# Exercise goal
In the article below about the B.C. court's insurance ruling, what amount did the court grant the plaintiff?

# Text segment
• • • •
As for Canadian Lawyer

Policy was valid at inception, and risks insured did not change, says B.C. court


The Supreme Court of British Columbia has said that a change in a property’s occupants will not necessarily amount to a change in occupancy, when considering the issue of whether there has been a material change in risk.

In Dubroy v Canadian Northern Shield Insurance Co., 2021 BCSC 352, a habitational insurance policy executed in May 2016 covered the family home owned by the plaintiff, with provisions stating that the plaintiff was the insured party and that her brother was the co-insured party. The plaintiff’s brother resided in the home, but the plaintiff did not.

Months later, the plaintiff’s son and daughter-in-law moved into the home, and soon after that, the plaintiff’s brother moved out. The plaintiff received policy renewal documents and made a note to inform the insurance broker that her brother was no longer residing in the home, but ended up not doing so. In the succeeding years, the children of the plaintiff’s son, as well as a roomer, started living there. In early January 2019, the plaintiff asked the roomer to leave so that she could move her mother into the family home, or in the alternative, asked for the roomer’s rental to be paid to her. However, a fire on Jan. 20, 2019 destroyed the home. When the plaintiff sought insurance proceeds, the defendant voided the insurance policy on the ground that the plaintiff did not provide an update about material changes in risk arising after the policy’s issuance, pursuant to statutory condition 4 of the Insurance Act, R.S.B.C. 2012, c. 1, s. 29.

The B.C. Supreme Court ruled in favour of the plaintiff, granting her the agreed indemnity of $452,428, plus prejudgment interest. The court found that no material change in risk occurred from the date of the policy’s inception until the date of the loss, so the defendant shouldn’t have voided the policy.

The court said that, even though the defendant would not have issued the policy if it had known all the facts, the policy was still validly issued on the basis that the plaintiff’s brother was living in the home as a co-insured resident, not as an owner. Regardless of a misunderstanding between the parties as to whether the plaintiff principally resided in the home, the defendant had withdrawn its allegations of material misrepresentations or fraudulent omissions, the court noted.

Regarding the risk at the date of loss, the court said that, as of that date, the home was a private dwelling whose primary residents were family members of the plaintiff as the exclusive owner. Thus, the court determined that, while there were changes in the home’s occupants, there was no change in occupancy, considering that the primary residents were still family members of the exclusive owner. The policy was valid at inception, and the risks insured did not change, the court said.

The court then considered whether, if its finding on the issue of material change in risk turned out to be incorrect, the plaintiff would be entitled to relief from forfeiture under s. 32 of the Insurance Act. The court said yes, the plaintiff could receive this relief in such a case because she acted reasonably, if imperfectly.
• • • •
# Data extract
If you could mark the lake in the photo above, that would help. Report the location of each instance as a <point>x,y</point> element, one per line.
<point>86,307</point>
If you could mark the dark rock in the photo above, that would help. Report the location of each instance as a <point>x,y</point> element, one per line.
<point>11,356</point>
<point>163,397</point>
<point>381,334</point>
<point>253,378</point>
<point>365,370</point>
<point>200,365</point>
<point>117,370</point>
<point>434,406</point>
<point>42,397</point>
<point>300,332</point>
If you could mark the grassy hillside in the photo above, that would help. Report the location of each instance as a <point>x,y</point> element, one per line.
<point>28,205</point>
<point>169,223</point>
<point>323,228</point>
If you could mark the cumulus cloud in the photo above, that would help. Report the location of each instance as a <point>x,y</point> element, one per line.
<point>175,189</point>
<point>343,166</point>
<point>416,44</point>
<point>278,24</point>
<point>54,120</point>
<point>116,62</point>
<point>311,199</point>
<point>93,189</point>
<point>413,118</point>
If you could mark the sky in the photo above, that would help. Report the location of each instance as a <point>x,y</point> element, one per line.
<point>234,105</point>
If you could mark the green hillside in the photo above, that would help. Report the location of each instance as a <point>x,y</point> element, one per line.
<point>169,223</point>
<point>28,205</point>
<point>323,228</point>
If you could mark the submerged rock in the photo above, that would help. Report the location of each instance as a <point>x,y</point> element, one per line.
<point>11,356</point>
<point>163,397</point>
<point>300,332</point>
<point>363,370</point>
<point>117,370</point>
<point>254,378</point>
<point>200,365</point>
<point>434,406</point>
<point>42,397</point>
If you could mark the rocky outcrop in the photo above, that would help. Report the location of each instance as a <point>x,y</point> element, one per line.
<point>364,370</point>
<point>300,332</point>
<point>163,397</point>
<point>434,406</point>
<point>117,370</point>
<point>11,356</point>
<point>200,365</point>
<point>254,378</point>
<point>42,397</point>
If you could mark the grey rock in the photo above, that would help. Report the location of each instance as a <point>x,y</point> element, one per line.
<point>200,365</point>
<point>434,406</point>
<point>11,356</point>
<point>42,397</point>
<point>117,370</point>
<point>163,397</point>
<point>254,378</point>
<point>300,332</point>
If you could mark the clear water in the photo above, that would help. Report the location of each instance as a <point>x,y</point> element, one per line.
• • • •
# Finished exercise
The agreed indemnity of $452,428, plus prejudgment interest.